═══ DATA LINES

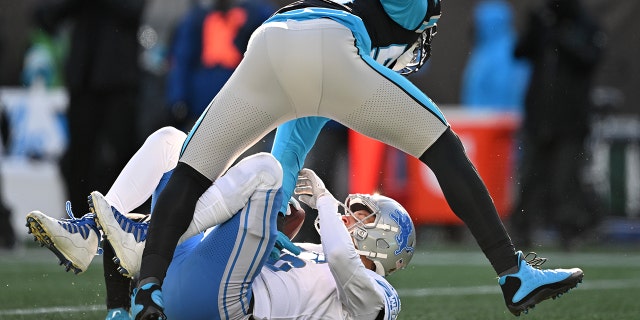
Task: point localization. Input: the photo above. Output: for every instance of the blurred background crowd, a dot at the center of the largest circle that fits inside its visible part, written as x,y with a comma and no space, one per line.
543,92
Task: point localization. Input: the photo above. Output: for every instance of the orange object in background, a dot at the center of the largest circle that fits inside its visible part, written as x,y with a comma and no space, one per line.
489,139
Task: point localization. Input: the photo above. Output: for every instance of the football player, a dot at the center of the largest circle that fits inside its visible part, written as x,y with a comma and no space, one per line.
342,60
192,281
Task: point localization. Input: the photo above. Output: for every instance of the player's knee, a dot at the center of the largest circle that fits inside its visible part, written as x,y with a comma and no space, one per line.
168,135
265,167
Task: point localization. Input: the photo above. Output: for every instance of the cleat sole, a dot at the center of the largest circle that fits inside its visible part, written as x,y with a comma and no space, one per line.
41,235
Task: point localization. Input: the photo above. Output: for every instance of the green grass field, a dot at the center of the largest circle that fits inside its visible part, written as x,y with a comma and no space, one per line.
444,283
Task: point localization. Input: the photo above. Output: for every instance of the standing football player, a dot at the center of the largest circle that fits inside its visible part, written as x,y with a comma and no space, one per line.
342,61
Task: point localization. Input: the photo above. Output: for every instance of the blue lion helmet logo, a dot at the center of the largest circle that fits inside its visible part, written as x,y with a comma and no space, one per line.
402,237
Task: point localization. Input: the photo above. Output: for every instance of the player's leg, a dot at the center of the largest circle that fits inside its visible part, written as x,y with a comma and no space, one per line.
222,266
142,174
386,106
136,183
249,106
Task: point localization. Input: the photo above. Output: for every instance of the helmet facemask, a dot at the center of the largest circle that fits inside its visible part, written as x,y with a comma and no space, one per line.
385,236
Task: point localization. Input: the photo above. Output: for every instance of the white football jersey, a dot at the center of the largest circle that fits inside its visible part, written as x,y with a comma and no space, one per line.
303,287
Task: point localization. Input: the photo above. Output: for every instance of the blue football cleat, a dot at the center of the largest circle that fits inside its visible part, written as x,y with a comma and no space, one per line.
127,237
147,303
118,314
530,285
75,241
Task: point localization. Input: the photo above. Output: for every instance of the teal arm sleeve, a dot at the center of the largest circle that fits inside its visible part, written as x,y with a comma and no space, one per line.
291,145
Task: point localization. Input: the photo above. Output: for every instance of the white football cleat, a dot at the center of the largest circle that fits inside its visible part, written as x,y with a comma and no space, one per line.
74,241
126,236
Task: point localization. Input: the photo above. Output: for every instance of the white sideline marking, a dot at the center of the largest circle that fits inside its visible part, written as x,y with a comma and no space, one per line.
423,292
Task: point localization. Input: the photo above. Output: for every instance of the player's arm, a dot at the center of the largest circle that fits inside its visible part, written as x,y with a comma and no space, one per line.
356,288
292,143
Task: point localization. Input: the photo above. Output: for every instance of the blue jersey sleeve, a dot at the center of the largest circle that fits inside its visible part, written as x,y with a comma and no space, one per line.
292,143
407,13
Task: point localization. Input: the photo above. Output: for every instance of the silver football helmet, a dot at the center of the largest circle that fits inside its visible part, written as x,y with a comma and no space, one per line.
389,240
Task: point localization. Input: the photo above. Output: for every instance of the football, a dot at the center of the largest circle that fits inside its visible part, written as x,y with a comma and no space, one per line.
293,222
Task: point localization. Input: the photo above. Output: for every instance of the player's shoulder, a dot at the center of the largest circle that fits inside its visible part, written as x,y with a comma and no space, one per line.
388,294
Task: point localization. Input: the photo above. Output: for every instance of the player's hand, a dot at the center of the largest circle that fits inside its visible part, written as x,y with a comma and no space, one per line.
310,187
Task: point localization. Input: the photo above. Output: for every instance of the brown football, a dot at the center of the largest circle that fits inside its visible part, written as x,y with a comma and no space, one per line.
293,222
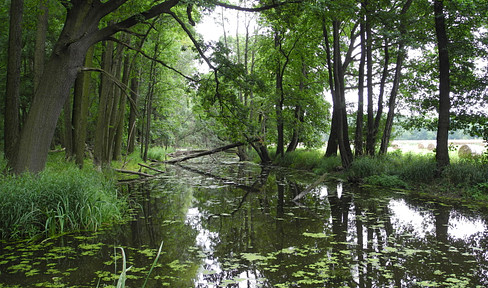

══════

» TASK STATEMENT
Return each of the lines above that contains the word "helmet".

» SOLUTION FOR THIS PROBLEM
Task: point localization. Input: the photo above. Output: for every instance of the blue lion helmet logo, a dot at the center of the largest circle that fits inside its visible part, written as x,y with a comma and no space, one per line.
Task: point localization. Input: the photo above. Output: for every instance of the helmet facemask, a dot at the center of the largest circle that fits inside its visible part, written as x,y with a comma and no space, one per line.
Task: point localization. Input: the photo above. Output: for every instance of the silver football helmet, a dot at the center of the largest circle that fits inside its visible part, written as x,y with a comma and no space, one per line.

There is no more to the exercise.